Record set:
------------------------------------------------

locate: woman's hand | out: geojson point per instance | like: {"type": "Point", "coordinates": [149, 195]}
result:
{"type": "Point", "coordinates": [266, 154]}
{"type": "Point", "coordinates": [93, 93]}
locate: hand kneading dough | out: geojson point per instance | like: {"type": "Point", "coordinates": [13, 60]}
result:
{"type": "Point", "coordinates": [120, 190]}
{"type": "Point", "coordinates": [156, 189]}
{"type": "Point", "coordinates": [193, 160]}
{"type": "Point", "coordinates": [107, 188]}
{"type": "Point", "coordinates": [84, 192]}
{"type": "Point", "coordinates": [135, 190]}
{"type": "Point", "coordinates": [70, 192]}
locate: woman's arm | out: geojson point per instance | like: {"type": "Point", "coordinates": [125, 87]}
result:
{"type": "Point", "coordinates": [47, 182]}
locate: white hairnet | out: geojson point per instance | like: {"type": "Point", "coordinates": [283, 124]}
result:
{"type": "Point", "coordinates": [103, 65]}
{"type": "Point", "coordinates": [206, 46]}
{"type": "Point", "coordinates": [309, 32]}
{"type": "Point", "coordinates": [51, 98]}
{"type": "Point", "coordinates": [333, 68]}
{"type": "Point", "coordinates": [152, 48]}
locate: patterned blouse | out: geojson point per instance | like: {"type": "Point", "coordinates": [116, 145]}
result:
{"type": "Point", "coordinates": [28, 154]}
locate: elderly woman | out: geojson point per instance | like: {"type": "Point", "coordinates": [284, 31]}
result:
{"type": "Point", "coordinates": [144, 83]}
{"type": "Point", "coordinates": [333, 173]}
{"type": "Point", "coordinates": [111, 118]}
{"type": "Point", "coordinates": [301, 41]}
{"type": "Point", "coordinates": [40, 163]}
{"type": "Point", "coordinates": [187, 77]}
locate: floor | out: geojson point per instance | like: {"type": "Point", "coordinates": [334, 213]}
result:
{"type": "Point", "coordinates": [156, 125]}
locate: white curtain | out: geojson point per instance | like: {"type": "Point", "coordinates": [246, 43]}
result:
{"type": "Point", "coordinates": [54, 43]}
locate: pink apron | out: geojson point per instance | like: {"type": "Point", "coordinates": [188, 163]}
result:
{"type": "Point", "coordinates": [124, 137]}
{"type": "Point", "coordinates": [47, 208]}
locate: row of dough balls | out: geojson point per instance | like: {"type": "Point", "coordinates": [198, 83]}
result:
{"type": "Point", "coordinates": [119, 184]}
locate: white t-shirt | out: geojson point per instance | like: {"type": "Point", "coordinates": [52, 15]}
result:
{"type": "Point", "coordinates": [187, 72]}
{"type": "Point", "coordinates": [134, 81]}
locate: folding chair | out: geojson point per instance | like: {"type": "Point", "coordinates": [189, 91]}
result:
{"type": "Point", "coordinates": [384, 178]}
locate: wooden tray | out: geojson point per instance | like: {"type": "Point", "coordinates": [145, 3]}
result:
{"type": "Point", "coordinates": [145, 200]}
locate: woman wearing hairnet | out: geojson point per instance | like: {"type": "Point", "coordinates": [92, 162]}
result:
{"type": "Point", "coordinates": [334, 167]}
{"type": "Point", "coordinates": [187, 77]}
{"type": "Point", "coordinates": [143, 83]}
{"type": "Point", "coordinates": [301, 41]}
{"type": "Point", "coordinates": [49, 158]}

------------------------------------------------

About this exercise: Each entry is to be output exactly as it was written.

Task response:
locate: woman's hand | out: geojson point per instance | like: {"type": "Point", "coordinates": [149, 195]}
result:
{"type": "Point", "coordinates": [266, 154]}
{"type": "Point", "coordinates": [93, 93]}
locate: hand kneading dough | out: geojson point per instance | like: {"type": "Point", "coordinates": [13, 60]}
result:
{"type": "Point", "coordinates": [120, 190]}
{"type": "Point", "coordinates": [156, 189]}
{"type": "Point", "coordinates": [193, 160]}
{"type": "Point", "coordinates": [107, 188]}
{"type": "Point", "coordinates": [84, 192]}
{"type": "Point", "coordinates": [135, 190]}
{"type": "Point", "coordinates": [70, 192]}
locate: woman's arm | out: geojson point per instance | like: {"type": "Point", "coordinates": [125, 87]}
result:
{"type": "Point", "coordinates": [47, 182]}
locate: white hairnet | out: geojson point per instance | like: {"type": "Point", "coordinates": [283, 124]}
result:
{"type": "Point", "coordinates": [103, 65]}
{"type": "Point", "coordinates": [206, 46]}
{"type": "Point", "coordinates": [309, 32]}
{"type": "Point", "coordinates": [51, 98]}
{"type": "Point", "coordinates": [333, 68]}
{"type": "Point", "coordinates": [152, 48]}
locate: patterned blouse | out: geojson point per instance | like: {"type": "Point", "coordinates": [116, 145]}
result:
{"type": "Point", "coordinates": [28, 154]}
locate: elderly woman | out: geojson point per instance | like: {"type": "Point", "coordinates": [284, 31]}
result:
{"type": "Point", "coordinates": [144, 83]}
{"type": "Point", "coordinates": [333, 173]}
{"type": "Point", "coordinates": [111, 118]}
{"type": "Point", "coordinates": [301, 41]}
{"type": "Point", "coordinates": [40, 163]}
{"type": "Point", "coordinates": [187, 77]}
locate: floor | out: geojson point per instance | like: {"type": "Point", "coordinates": [334, 213]}
result:
{"type": "Point", "coordinates": [156, 125]}
locate: white curtain | out: geojson point per instance | like: {"type": "Point", "coordinates": [246, 43]}
result:
{"type": "Point", "coordinates": [54, 43]}
locate: pink apron | out: geojson point per instance | like: {"type": "Point", "coordinates": [188, 163]}
result:
{"type": "Point", "coordinates": [124, 137]}
{"type": "Point", "coordinates": [47, 208]}
locate: row of dough balls | out: geojson point per instance | like: {"type": "Point", "coordinates": [198, 83]}
result:
{"type": "Point", "coordinates": [119, 184]}
locate: white t-shirt | out: geojson point per instance | like: {"type": "Point", "coordinates": [52, 15]}
result:
{"type": "Point", "coordinates": [187, 72]}
{"type": "Point", "coordinates": [134, 81]}
locate: folding chair | out: geojson point per instance | like: {"type": "Point", "coordinates": [189, 91]}
result:
{"type": "Point", "coordinates": [384, 178]}
locate: wooden tray | out: geojson point per instance | like: {"type": "Point", "coordinates": [145, 3]}
result:
{"type": "Point", "coordinates": [145, 200]}
locate: woman wearing hairnet | out: geojson point per instance | like: {"type": "Point", "coordinates": [92, 162]}
result:
{"type": "Point", "coordinates": [334, 167]}
{"type": "Point", "coordinates": [187, 77]}
{"type": "Point", "coordinates": [143, 83]}
{"type": "Point", "coordinates": [301, 41]}
{"type": "Point", "coordinates": [49, 158]}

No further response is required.